### EXCERPT PROVIDED:
>> start

From: Graham Percival
Subject: Re: casual contributors
Date: Fri, 23 Mar 2012 15:37:06 +0000
User-agent: Mutt/1.5.21 (2010-09-15)

On Fri, Mar 23, 2012 at 11:11:21AM +0100, David Kastrup wrote:
> Graham Percival <address@hidden> writes:
> 
> > But hey, it's my job to teach them
> > at whatever level they're at, right?
> 
> Nope.  It is your job to teach them from the level they should have left
> high school with.  After two terms of electrical engineering, it was
> expected of me to be able to deal with, say, Riccatti equations, vector

If I did that, then 80% of the first-year students would fail,
100% of the fourth-year students would fail, and the department
would fire me.  I don't think I can make you understand just how
much of a difference there is between UK engineering students in
2012 and German engineering students 20-30 years ago.

>> end

### DATA LINES:
>> start

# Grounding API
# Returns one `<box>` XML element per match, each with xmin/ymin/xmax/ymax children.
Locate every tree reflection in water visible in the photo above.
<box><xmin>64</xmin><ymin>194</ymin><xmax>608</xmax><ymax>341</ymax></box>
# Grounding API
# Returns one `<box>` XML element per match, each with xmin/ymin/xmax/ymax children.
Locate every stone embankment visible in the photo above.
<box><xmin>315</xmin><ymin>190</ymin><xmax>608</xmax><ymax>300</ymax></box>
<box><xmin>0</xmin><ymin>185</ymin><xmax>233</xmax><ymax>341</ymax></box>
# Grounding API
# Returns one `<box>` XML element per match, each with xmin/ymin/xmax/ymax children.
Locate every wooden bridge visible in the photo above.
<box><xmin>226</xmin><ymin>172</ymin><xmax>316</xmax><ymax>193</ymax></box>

>> end

### WRITTEN REQUEST 1:
In the email about casual contributors, what share of the fourth-year students does Graham Percival say would fail?
### WRITTEN REQUEST 2:
Please continue the email about casual contributors, picking up after its final sentence.

### EXERCISE RESPONSE 1:
100% of the fourth-year students.

### EXERCISE RESPONSE 2:
The whole "degrees and radians" thing arose because we were giving
them an oral exam about resonant filters.  "I have a system
running at 20000 Hz, and I want to generate a sine wave at 15000
Hz [1].  Draw the poles on this unit circle in the s-plane."
They all eventually got the answer of 1/2*pi and 3/2*pi (some of
them needed a few hints, and two of them needed to be coached on
how to divide 15000 by 20000 without a calculator!)
But when it came to drawing them, 8 out of 14 students got it
wrong.

[1] telling us "that's impossible due to the Shannon-Nyquist
theorem" was bonus marks.  BONUS MARKS.  We then asked those
students to solve it for 5000 Hz instead, still giving poles at
1/2 and 3/2 pi.

oh yeah, and this question?  It was worth a quarter of their
grades for the year-long course.  No, it wasn't just one of 10
test questions for a midterm exam.

> > (sure, 30% of the first-year students are a joy to teach.  But the
> > overall horrendous level of facebook and plagiarism tends to stick in
> > one's mind much more than the students who actually work.)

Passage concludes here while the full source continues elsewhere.